Managing data
Deleting indices
Delete an index called pages:
DELETE /pages
Adding indices
To add an index called products:
PUT /products
we can pass in a JSON object as well, defining # of shards and replicas:
PUT /products
{
"settings": {
"number_of_shards": 2,
"number_of_replicas": 2
}
}
Indexing documents
POST /products/_doc
{
"name": "Coffee Maker",
"price": 64,
"in_stock": 10
}
Retrieving docs by id
Here with the ID of 100
.
GET /products/_doc/100
Retrieving all docs in an index
Here we need to use the search
endpoint:
GET /products/_search
{
"query": {
"match_all": {}
}
}
Updating docs
POST /products/_update/100
{
"doc": {
"in_stock": 3
}
}
Adding new fields to docs
Here we use the update
API. Something to note about this API is that it replaces the document, it doesn't update it in situ.
POST /products/_update/100
{
"doc": {
"tags": ["electronics"]
}
}
Documents are immutable in ElasticSearch, meaning they are deleted and reindexed
Scripted updates
Reduce stock count by 1. ctx
is a special variable that allows us to access the source of the object. ctx._source
allows us to access the source of the object we want to update.
POST /products/_update/ig5mHpgBorYWjN5fK4m0
{
"script": {
"source": "ctx._source.in_stock--"
}
}
Update the stock value
POST /products/_update/ig5mHpgBorYWjN5fK4m0
{
"script": {
"source": "ctx._source.in_stock = 11"
}
}
Using params in scripted updates
We can also pass params that can be used in our updates.
For e.g: if customer purchases 4 products this means we can access this value in our script and use it programatically to reduce stock by 4:
POST /products/_update/ig5mHpgBorYWjN5fK4m0
{
"script": {
"source": "ctx._source.in_stock -= params.quantity",
"params": {
"quantity": 4
}
}
}
You can add conditional scripts to the source
using multiline, for e.g skip an update if the stock count is already 0:
if(ctx._source.in_stock === 0) {
ctx.op == 'noop'
}
noop means 'no operation' and will skip the update.

* [Excerpted data]
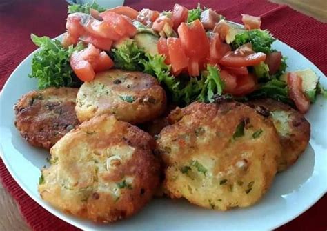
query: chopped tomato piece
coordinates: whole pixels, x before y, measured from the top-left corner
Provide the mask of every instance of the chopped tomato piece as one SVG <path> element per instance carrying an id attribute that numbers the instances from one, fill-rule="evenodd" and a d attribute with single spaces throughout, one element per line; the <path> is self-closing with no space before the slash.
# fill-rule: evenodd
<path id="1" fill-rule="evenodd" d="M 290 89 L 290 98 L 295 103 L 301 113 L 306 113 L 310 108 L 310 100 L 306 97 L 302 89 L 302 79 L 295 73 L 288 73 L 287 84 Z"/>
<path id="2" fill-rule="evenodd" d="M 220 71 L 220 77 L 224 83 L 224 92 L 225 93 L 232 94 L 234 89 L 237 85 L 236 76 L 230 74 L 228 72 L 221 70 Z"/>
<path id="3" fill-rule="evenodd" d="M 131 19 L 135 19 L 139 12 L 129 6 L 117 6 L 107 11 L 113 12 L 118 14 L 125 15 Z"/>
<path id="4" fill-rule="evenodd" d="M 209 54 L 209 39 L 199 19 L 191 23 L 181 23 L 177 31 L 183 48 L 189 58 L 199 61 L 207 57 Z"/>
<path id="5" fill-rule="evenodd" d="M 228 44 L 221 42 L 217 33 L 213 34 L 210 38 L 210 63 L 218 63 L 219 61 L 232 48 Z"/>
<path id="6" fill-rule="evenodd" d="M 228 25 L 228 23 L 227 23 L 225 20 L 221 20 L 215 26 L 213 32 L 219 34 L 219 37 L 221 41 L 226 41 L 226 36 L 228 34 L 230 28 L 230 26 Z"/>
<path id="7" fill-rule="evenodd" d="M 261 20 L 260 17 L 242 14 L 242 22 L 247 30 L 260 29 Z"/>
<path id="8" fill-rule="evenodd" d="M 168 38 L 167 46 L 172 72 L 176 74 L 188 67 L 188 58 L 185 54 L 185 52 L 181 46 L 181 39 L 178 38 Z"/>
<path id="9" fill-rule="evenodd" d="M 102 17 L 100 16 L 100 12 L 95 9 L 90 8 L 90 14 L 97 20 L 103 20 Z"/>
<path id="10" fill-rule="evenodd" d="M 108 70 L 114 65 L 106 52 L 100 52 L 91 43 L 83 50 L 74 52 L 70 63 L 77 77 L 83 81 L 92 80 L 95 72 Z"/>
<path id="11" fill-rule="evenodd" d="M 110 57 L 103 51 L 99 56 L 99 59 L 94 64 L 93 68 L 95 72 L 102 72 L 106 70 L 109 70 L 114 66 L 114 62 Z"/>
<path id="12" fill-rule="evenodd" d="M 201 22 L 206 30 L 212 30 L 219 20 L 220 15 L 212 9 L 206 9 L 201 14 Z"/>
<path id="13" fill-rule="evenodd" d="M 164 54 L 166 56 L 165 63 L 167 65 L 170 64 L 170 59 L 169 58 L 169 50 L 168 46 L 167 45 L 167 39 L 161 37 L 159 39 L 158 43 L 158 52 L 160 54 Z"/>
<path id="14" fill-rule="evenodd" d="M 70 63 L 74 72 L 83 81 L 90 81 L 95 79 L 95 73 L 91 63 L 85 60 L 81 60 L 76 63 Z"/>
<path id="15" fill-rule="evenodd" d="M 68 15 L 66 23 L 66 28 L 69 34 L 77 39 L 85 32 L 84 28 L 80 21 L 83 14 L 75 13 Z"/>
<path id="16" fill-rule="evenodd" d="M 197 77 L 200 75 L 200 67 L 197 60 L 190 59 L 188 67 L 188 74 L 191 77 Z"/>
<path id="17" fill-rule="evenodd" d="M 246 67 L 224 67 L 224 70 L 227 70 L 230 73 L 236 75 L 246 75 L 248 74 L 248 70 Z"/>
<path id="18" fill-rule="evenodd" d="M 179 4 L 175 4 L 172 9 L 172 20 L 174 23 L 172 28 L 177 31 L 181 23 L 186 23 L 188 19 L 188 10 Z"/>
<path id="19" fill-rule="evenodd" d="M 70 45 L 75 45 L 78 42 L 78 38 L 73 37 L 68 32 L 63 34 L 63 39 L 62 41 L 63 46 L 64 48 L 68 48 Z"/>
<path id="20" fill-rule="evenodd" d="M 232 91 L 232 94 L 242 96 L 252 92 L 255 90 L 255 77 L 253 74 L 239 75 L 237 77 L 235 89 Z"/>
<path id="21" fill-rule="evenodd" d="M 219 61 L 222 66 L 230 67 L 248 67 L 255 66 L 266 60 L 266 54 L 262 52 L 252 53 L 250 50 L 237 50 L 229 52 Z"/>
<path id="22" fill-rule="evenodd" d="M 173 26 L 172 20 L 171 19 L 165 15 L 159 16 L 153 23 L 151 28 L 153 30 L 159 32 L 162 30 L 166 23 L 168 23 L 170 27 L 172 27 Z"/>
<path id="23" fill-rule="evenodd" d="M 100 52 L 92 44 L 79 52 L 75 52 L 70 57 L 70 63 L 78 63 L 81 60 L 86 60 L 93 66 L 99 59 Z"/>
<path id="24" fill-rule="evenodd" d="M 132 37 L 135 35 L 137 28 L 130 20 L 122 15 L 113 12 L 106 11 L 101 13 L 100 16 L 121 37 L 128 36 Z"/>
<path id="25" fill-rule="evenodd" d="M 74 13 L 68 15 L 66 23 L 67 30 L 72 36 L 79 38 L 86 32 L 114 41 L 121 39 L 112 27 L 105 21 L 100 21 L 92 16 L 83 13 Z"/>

* [What this exercise asks]
1. In the Elasticsearch data-management notes, what does noop mean when used in a conditional script?
2. Take the lines of the listing from its start through the line containing "coordinates: whole pixels, x", both ends included, and substitute "sliced tomato piece" for "chopped tomato piece". Return only those lines, otherwise unchanged, and leave the picture out.
The Elasticsearch data-management notes and the listing have nothing to do with each other.

* [The answers]
1. It means "no operation" and skips the update.

2.
query: sliced tomato piece
coordinates: whole pixels, x before y, measured from the top-left corner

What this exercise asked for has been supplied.